• [YOUR OBJECTIVE]:
The lines below that include "rough" are to be found and copied.

• [INFORMATION GIVEN]:
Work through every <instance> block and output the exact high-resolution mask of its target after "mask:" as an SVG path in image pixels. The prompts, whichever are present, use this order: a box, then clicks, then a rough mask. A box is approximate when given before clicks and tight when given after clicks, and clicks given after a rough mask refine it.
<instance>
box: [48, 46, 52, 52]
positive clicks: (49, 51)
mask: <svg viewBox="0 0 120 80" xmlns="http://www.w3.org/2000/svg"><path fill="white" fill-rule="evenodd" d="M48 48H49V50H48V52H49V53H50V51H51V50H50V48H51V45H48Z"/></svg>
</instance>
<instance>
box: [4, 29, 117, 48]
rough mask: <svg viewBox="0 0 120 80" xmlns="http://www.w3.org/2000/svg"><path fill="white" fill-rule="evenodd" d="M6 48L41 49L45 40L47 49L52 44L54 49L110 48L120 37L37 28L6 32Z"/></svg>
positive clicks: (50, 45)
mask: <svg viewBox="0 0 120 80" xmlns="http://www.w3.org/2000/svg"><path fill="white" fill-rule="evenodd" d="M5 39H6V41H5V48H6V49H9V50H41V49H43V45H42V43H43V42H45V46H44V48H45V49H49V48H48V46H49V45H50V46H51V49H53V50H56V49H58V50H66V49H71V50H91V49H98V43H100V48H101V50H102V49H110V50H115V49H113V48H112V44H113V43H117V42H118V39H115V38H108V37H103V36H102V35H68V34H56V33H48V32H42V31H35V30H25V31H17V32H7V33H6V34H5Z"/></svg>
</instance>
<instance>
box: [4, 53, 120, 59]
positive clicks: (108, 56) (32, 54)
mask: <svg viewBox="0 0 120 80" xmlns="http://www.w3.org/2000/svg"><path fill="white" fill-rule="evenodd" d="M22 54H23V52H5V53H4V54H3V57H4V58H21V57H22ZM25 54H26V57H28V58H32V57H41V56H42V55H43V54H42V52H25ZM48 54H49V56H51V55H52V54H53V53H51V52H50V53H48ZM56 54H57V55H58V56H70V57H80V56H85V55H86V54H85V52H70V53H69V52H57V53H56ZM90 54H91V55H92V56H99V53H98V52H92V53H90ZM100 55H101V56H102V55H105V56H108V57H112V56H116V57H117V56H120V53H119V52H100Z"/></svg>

• [YOUR SOLUTION]:
Work through every <instance> block and output the exact high-resolution mask of its target after "mask:" as an SVG path in image pixels. The prompts, whichever are present, use this order: a box, then clicks, then a rough mask. A box is approximate when given before clicks and tight when given after clicks, and clicks given after a rough mask refine it.
rough mask: <svg viewBox="0 0 120 80" xmlns="http://www.w3.org/2000/svg"><path fill="white" fill-rule="evenodd" d="M6 48L41 49L45 40L47 49L52 44L54 49L110 48L120 37L37 28L6 32Z"/></svg>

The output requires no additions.